### PROVIDED MATERIAL
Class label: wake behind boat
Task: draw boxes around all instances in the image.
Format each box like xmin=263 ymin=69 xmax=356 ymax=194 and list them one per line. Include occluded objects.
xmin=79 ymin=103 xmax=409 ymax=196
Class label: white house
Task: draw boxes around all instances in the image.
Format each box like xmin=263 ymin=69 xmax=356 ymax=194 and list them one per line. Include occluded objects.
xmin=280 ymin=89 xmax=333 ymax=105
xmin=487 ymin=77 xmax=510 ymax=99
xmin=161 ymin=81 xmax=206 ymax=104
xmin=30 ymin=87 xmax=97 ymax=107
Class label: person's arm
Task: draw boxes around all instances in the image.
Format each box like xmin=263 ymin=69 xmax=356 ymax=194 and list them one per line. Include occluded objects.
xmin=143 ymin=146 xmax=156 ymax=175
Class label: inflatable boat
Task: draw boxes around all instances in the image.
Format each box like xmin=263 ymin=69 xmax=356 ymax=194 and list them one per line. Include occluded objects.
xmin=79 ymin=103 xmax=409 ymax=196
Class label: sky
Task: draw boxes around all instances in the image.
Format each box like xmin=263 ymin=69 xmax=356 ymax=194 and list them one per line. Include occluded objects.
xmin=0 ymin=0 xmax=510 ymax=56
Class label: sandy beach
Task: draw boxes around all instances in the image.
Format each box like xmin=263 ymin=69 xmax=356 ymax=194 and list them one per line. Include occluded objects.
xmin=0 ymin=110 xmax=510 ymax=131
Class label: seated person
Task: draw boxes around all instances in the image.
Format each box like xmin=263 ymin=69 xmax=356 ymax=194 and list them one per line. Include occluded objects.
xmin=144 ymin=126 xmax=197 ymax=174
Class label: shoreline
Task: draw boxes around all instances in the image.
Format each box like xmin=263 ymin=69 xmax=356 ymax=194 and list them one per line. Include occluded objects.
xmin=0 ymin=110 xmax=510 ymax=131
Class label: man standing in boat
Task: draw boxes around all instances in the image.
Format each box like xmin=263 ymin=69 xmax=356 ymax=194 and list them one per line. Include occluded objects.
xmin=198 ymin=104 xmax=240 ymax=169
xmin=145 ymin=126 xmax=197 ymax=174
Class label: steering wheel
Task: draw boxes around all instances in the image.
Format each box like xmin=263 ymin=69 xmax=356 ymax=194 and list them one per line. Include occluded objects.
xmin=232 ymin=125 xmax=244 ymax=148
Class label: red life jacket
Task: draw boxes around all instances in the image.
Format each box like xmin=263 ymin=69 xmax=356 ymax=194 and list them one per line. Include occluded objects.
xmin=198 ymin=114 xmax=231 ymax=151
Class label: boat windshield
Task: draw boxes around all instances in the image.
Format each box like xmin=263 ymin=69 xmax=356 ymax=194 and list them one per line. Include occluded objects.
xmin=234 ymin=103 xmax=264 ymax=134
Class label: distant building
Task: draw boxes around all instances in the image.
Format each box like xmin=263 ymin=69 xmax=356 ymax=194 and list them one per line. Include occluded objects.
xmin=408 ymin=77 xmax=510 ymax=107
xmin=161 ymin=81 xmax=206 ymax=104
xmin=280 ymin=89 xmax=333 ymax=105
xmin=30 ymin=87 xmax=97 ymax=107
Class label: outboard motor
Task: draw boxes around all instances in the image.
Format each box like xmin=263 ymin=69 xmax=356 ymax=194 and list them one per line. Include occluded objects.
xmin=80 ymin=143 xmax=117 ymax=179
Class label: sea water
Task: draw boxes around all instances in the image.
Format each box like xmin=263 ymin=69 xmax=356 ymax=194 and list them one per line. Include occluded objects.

### STATED TASK
Write out all of the lines above again, putting "Category" wherever "Class label" occurs and leaving everything else unchanged.

### CORRECT OUTPUT
Category: wake behind boat
Task: draw boxes around all instances in the image.
Format each box like xmin=263 ymin=69 xmax=356 ymax=194 and list them one per line. Include occluded objects.
xmin=79 ymin=103 xmax=409 ymax=196
Category: white house
Task: draw boxes around all instances in the image.
Format each box like xmin=263 ymin=69 xmax=356 ymax=194 and list them one per line. Include occluded objects.
xmin=280 ymin=89 xmax=333 ymax=105
xmin=487 ymin=77 xmax=510 ymax=99
xmin=161 ymin=81 xmax=206 ymax=104
xmin=30 ymin=87 xmax=97 ymax=107
Category: person's arm
Task: draw boxes around all instances in the image.
Format each box like xmin=263 ymin=69 xmax=356 ymax=194 and list them one per line. Include occluded objects.
xmin=143 ymin=146 xmax=156 ymax=175
Category: inflatable boat
Task: draw boxes around all instances in the image.
Format each box like xmin=263 ymin=69 xmax=356 ymax=194 and list them one per line. Include occluded objects.
xmin=79 ymin=103 xmax=409 ymax=196
Category: sky
Task: draw boxes around all instances in the image.
Format each box like xmin=263 ymin=69 xmax=356 ymax=194 and list them one per line. Include occluded objects.
xmin=0 ymin=0 xmax=510 ymax=56
Category: sandy beach
Task: draw boxes around all instances in the image.
Format each box like xmin=263 ymin=69 xmax=356 ymax=194 and list them one per line. Include occluded objects.
xmin=0 ymin=110 xmax=510 ymax=131
Category: seated person
Task: draw boxes around all instances in the image.
Format each box like xmin=263 ymin=69 xmax=356 ymax=194 and list them one per line. Include occluded objects.
xmin=144 ymin=126 xmax=197 ymax=174
Category: shoreline
Task: draw boxes around all instances in the image.
Format each box like xmin=263 ymin=69 xmax=356 ymax=194 and list them one per line. Include occluded objects.
xmin=0 ymin=110 xmax=510 ymax=131
Category: man standing in boat
Task: draw boxes around all instances in the image.
Format each box like xmin=263 ymin=69 xmax=356 ymax=194 and list them one per line. Include occluded objects.
xmin=198 ymin=104 xmax=240 ymax=169
xmin=145 ymin=126 xmax=197 ymax=174
Category: steering wheel
Task: draw boxes around all instances in the image.
Format each box like xmin=263 ymin=69 xmax=356 ymax=194 and list them one per line. Include occluded objects.
xmin=232 ymin=125 xmax=244 ymax=148
Category: red life jacket
Task: draw boxes around all instances in the image.
Format each box like xmin=263 ymin=69 xmax=356 ymax=194 and list them one per line. Include occluded objects.
xmin=198 ymin=114 xmax=231 ymax=151
Category: boat windshield
Task: draw boxes around all instances in the image.
Format each box like xmin=263 ymin=69 xmax=356 ymax=194 and list them one per line. Include occluded objects.
xmin=234 ymin=103 xmax=264 ymax=134
Category: distant building
Task: draw boxes around all instances in the image.
Format each box like xmin=263 ymin=69 xmax=356 ymax=194 and list them one per line. Include occluded objects.
xmin=408 ymin=77 xmax=510 ymax=107
xmin=161 ymin=81 xmax=206 ymax=104
xmin=280 ymin=89 xmax=333 ymax=105
xmin=30 ymin=87 xmax=97 ymax=107
Category: outboard motor
Task: draw boxes around all instances in the image.
Format each box like xmin=263 ymin=69 xmax=356 ymax=194 and list them one per line. Include occluded objects.
xmin=80 ymin=143 xmax=117 ymax=179
Category: sea water
Task: draw boxes around all instances in the image.
Format each box like xmin=263 ymin=69 xmax=356 ymax=194 and list them one per line. Include occluded objects.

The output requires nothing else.